> _Direction_:
Rewrite the lines starting at the line that contains "# segment the tree" and ending at the line that contains "POLYGON ((293 295, 296" as a JSON list of strings, one string for each line, leaving out blank lines.
════════════════════
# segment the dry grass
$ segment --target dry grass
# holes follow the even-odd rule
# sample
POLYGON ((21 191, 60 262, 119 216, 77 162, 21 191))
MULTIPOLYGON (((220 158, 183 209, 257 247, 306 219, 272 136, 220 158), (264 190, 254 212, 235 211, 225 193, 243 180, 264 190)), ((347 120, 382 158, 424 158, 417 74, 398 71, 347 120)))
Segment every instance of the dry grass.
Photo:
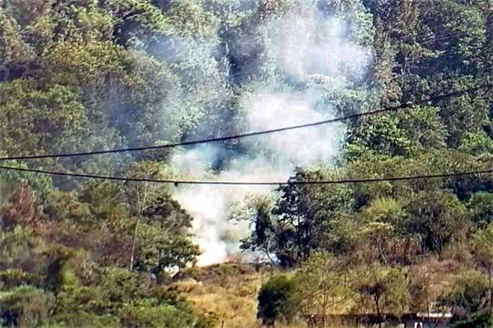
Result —
POLYGON ((275 270, 256 271, 251 265, 215 264, 197 269, 189 278, 175 283, 178 290, 204 313, 213 312, 224 327, 258 327, 257 295, 275 270))

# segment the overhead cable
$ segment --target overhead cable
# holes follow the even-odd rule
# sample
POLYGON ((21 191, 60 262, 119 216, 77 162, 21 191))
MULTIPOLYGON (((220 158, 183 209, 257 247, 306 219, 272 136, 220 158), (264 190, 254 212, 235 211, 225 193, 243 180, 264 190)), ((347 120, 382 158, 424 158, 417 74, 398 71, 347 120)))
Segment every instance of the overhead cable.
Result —
POLYGON ((429 174, 426 175, 415 175, 411 176, 401 176, 386 178, 372 178, 369 179, 346 179, 342 180, 316 180, 309 181, 215 181, 215 180, 173 180, 173 179, 158 179, 144 178, 130 178, 126 177, 116 177, 106 175, 96 175, 92 174, 83 174, 79 173, 66 173, 57 171, 45 171, 43 170, 35 170, 33 169, 25 169, 24 168, 14 167, 0 166, 0 169, 4 170, 11 170, 15 171, 32 172, 49 174, 51 175, 59 175, 70 176, 77 178, 84 178, 90 179, 100 179, 103 180, 115 180, 118 181, 157 182, 161 183, 174 183, 178 184, 222 184, 235 186, 283 186, 283 185, 298 185, 298 184, 335 184, 340 183, 362 183, 367 182, 374 182, 384 181, 399 181, 405 180, 416 180, 419 179, 432 179, 437 178, 445 178, 452 176, 460 176, 472 175, 474 174, 484 174, 485 173, 493 173, 493 169, 478 170, 471 172, 452 172, 449 173, 442 173, 440 174, 429 174))
MULTIPOLYGON (((465 93, 470 92, 471 91, 475 91, 478 90, 485 89, 486 88, 489 88, 489 87, 491 87, 492 85, 491 85, 491 84, 486 85, 483 85, 480 87, 477 87, 476 88, 469 88, 469 89, 467 89, 463 90, 454 91, 453 92, 445 94, 440 96, 434 96, 433 97, 432 100, 434 101, 437 101, 437 100, 441 100, 443 99, 449 98, 450 97, 453 97, 454 96, 460 95, 462 94, 464 94, 465 93)), ((429 95, 428 95, 429 96, 429 95)), ((314 126, 323 125, 325 124, 328 124, 329 123, 333 123, 335 122, 344 121, 344 120, 350 119, 351 118, 356 118, 358 117, 362 117, 363 116, 373 115, 376 115, 376 114, 381 114, 382 113, 385 113, 387 112, 395 111, 400 109, 403 109, 405 108, 410 108, 413 106, 426 104, 426 103, 427 103, 430 100, 427 100, 425 101, 424 100, 422 101, 415 102, 411 104, 402 104, 402 105, 400 105, 396 106, 387 107, 387 108, 383 108, 381 109, 371 111, 369 112, 365 112, 364 113, 358 113, 356 114, 353 114, 347 115, 346 116, 337 117, 336 118, 332 118, 330 119, 326 119, 322 121, 318 121, 317 122, 313 122, 311 123, 306 123, 305 124, 300 124, 298 125, 284 127, 282 128, 272 129, 271 130, 266 130, 263 131, 255 131, 252 132, 247 132, 246 133, 242 133, 240 134, 227 136, 224 137, 218 137, 216 138, 210 138, 208 139, 202 139, 200 140, 183 141, 181 142, 177 142, 174 144, 168 144, 167 145, 163 145, 161 146, 146 146, 146 147, 143 147, 120 148, 120 149, 110 149, 108 150, 99 150, 99 151, 90 151, 90 152, 80 152, 80 153, 48 154, 44 154, 44 155, 28 155, 28 156, 12 156, 10 157, 1 157, 0 158, 0 160, 13 160, 13 159, 26 160, 26 159, 40 159, 40 158, 53 158, 53 157, 75 157, 75 156, 80 156, 101 155, 102 154, 112 154, 112 153, 122 153, 122 152, 125 152, 141 151, 144 150, 163 149, 165 148, 170 148, 177 147, 179 146, 189 146, 192 145, 197 145, 199 144, 205 144, 208 142, 225 141, 226 140, 231 140, 233 139, 238 139, 239 138, 244 138, 246 137, 251 137, 253 136, 260 135, 262 134, 267 134, 273 133, 275 132, 280 132, 281 131, 288 131, 291 130, 295 130, 295 129, 301 129, 304 128, 314 127, 314 126)))

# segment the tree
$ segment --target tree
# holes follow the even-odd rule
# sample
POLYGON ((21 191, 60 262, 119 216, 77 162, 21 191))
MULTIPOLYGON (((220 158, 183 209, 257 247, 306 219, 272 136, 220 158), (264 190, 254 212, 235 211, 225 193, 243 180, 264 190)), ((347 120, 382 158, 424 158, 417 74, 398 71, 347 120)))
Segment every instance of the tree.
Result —
POLYGON ((293 295, 296 282, 285 274, 271 277, 258 292, 257 317, 264 324, 274 326, 279 319, 290 321, 296 314, 298 304, 293 295))
MULTIPOLYGON (((293 182, 340 176, 323 169, 296 170, 293 182)), ((317 249, 340 252, 335 233, 339 215, 350 211, 350 190, 344 185, 292 183, 280 187, 280 197, 270 212, 263 202, 251 218, 255 230, 244 240, 244 248, 259 248, 274 253, 283 266, 293 266, 317 249)))
POLYGON ((409 294, 405 273, 402 269, 373 264, 364 269, 366 277, 361 277, 355 284, 355 292, 359 296, 358 309, 371 309, 376 313, 378 327, 387 314, 400 316, 407 308, 409 294))
MULTIPOLYGON (((441 262, 434 257, 425 259, 409 270, 410 305, 414 311, 427 314, 429 328, 437 327, 444 318, 433 318, 432 312, 447 313, 449 309, 440 306, 439 301, 448 291, 452 273, 447 261, 441 262)), ((424 327, 423 327, 424 328, 424 327)))
POLYGON ((353 296, 347 270, 344 262, 333 255, 314 253, 296 271, 296 297, 301 311, 305 315, 321 318, 323 327, 327 315, 345 311, 353 296))
POLYGON ((423 252, 440 252, 469 224, 465 207, 452 194, 442 191, 416 195, 406 207, 406 230, 416 234, 423 252))

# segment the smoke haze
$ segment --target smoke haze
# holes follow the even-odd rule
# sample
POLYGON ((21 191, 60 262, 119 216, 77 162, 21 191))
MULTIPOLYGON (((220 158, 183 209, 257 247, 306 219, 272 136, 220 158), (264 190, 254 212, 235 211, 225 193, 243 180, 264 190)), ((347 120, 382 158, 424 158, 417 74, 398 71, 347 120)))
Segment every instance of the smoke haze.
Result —
MULTIPOLYGON (((346 39, 344 20, 323 17, 315 8, 291 15, 258 31, 266 50, 254 68, 267 72, 266 68, 274 67, 277 75, 266 73, 264 78, 252 81, 240 96, 240 113, 248 131, 334 117, 335 109, 325 100, 361 78, 370 58, 369 49, 346 39), (302 88, 293 86, 300 84, 302 88)), ((221 67, 218 62, 217 69, 221 67)), ((215 85, 214 95, 228 92, 224 84, 215 85)), ((245 138, 240 142, 247 153, 232 157, 220 144, 201 145, 176 151, 172 163, 180 174, 193 178, 286 181, 296 166, 333 160, 345 133, 343 125, 332 124, 245 138), (213 171, 215 161, 225 157, 229 160, 220 171, 213 171)), ((249 194, 268 192, 270 187, 198 185, 176 190, 174 197, 194 217, 193 233, 203 252, 198 264, 204 265, 239 252, 239 240, 250 232, 246 221, 228 219, 231 211, 249 194)))

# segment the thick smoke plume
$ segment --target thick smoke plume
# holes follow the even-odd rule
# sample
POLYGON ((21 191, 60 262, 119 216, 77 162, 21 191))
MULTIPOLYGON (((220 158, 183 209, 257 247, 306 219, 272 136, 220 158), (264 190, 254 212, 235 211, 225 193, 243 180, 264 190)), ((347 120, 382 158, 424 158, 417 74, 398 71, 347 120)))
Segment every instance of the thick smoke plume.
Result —
MULTIPOLYGON (((344 21, 322 17, 314 9, 293 15, 271 21, 258 31, 265 50, 255 68, 262 72, 274 67, 277 75, 250 83, 240 97, 247 131, 334 117, 335 110, 325 103, 327 97, 349 88, 365 71, 369 51, 346 39, 344 21), (292 87, 297 84, 303 87, 292 87)), ((211 167, 217 158, 226 156, 220 145, 177 151, 172 163, 182 173, 197 178, 286 181, 295 166, 333 160, 344 135, 343 126, 330 125, 245 138, 241 142, 248 154, 229 158, 219 173, 212 173, 211 167)), ((256 186, 177 189, 175 198, 195 218, 193 233, 203 251, 199 265, 223 261, 239 252, 239 240, 250 232, 244 221, 228 219, 233 207, 249 193, 268 191, 256 186)))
════════════════════
> _Solution below_:
[
  "# segment the tree",
  "$ segment --target tree",
  "# holes follow the even-odd rule",
  "# sample",
  "POLYGON ((21 191, 60 262, 119 216, 77 162, 21 191))",
  "MULTIPOLYGON (((220 158, 183 209, 257 247, 306 219, 272 136, 220 158), (264 190, 254 212, 235 211, 225 193, 243 180, 264 190)), ((347 120, 382 158, 424 158, 417 74, 398 71, 347 120)))",
  "Segment every instance of the tree.",
  "Result —",
  "POLYGON ((293 295, 296 282, 285 274, 271 277, 258 292, 257 317, 264 324, 274 326, 279 319, 290 321, 296 314, 298 304, 293 295))"
]